# [Problem set]
1 - In the passage about Michael Moore, which publisher tried to kill Stupid White Men after Sept. 11?
2 - Carry on the passage about Michael Moore, picking up after its last sentence.

# [Excerpted passage]
=-=-=-=-=

Michael Moore has carved out an identity as the P.T. Barnum of the American left, mixing progressive politics and a flair for media pageantry. But while it might warm a lefty’s heart to see Moore’s Stupid White Men shoot up the bestseller lists and stay there (Harper Collins tried to kill this assault on the Bushies after Sept. 11), Moore’s showboating methods, while effective on a case-by-case basis, have often oversimplified the problems he’s decrying. In order to provide a face-to-face confrontation of the sort that is Moore’s stock-in-trade, it helps to pretend that the evil corporation in question really is run by an individual, a ruse whose falsehood is surely clear to someone as savvy as Moore.

=-=-=-=-=

# [Data shown]

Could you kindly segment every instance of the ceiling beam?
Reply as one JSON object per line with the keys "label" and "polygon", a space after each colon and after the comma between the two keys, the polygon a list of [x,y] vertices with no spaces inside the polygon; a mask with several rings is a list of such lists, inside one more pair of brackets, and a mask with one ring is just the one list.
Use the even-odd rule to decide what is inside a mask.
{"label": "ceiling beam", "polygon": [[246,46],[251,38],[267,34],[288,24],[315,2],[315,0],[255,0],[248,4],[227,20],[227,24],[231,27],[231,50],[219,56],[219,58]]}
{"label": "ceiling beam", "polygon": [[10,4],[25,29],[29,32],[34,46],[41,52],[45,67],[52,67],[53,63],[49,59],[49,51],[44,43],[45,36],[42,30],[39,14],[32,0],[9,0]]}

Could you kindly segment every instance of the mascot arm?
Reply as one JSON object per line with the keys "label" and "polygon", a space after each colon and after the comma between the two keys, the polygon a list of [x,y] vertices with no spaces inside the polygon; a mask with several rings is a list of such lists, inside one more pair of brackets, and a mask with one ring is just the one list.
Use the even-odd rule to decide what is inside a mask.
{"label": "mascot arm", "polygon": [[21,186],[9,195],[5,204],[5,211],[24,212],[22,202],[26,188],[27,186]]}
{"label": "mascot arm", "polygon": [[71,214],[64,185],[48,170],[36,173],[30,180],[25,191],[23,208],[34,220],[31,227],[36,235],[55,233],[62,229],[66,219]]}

=-=-=-=-=

# [Solved problems]
1 - Harper Collins

2 -
Though Bowling for Columbine climaxes with a pair of such confrontations -- one with executives from Kmart, who sold the ammunition used in the Columbine massacre; one with Charlton Heston, the head of the NRA -- the movie is the first of Moore's to admit that problems surmount individuals' attempts to affect or even understand them. Bowling's subject is the American propensity for violence, an evil which has no perpetrator, and Moore is acutely aware of the fact that he's asking his audience to come along on a very different sort of journey. "It's very easy, when I look back now, to have the antagonist be [General Motors CEO] Roger Smith, or [Nike's] Phil Knight, or the HMO on our TV show [The Awful Truth]," he said during the Toronto Film Festival, a few days shy of the Sept. 11 anniversary. "In this [movie], who's the antagonist? It's us! So what am I going to do? I'm going to beat up the audience for two hours -- ŒYou're the problem, you're the Roger Smith now?' It was a very hard movie to make, because I'm essentially talking about sort of a socio-psychological issue in a film. And I want you to eat Goobers!"

Moore's voice rises frequently in an interview with a half-dozen journalists -- at times, he's almost yelling. You're reminded, despite Moore's affable, cap-wearing persona (today, it's a UCLA hat), how much of his work stems from anger, and how much the humor serves to tone that anger down. If Moore's not newly sanguine, though, he's learned enough to back off that anger and redirect his judgments -- at least until a more appropriate target can be found. Bowling begins with the obvious solution to violent deaths -- gun control -- but moves beyond it into far muddier waters. "I started off with the typical liberal viewpoint: If only we had less guns, more gun control laws, we'd have less violence," Moore says. "And then I got into making the film, and it became clear to me that that wasn't the answer."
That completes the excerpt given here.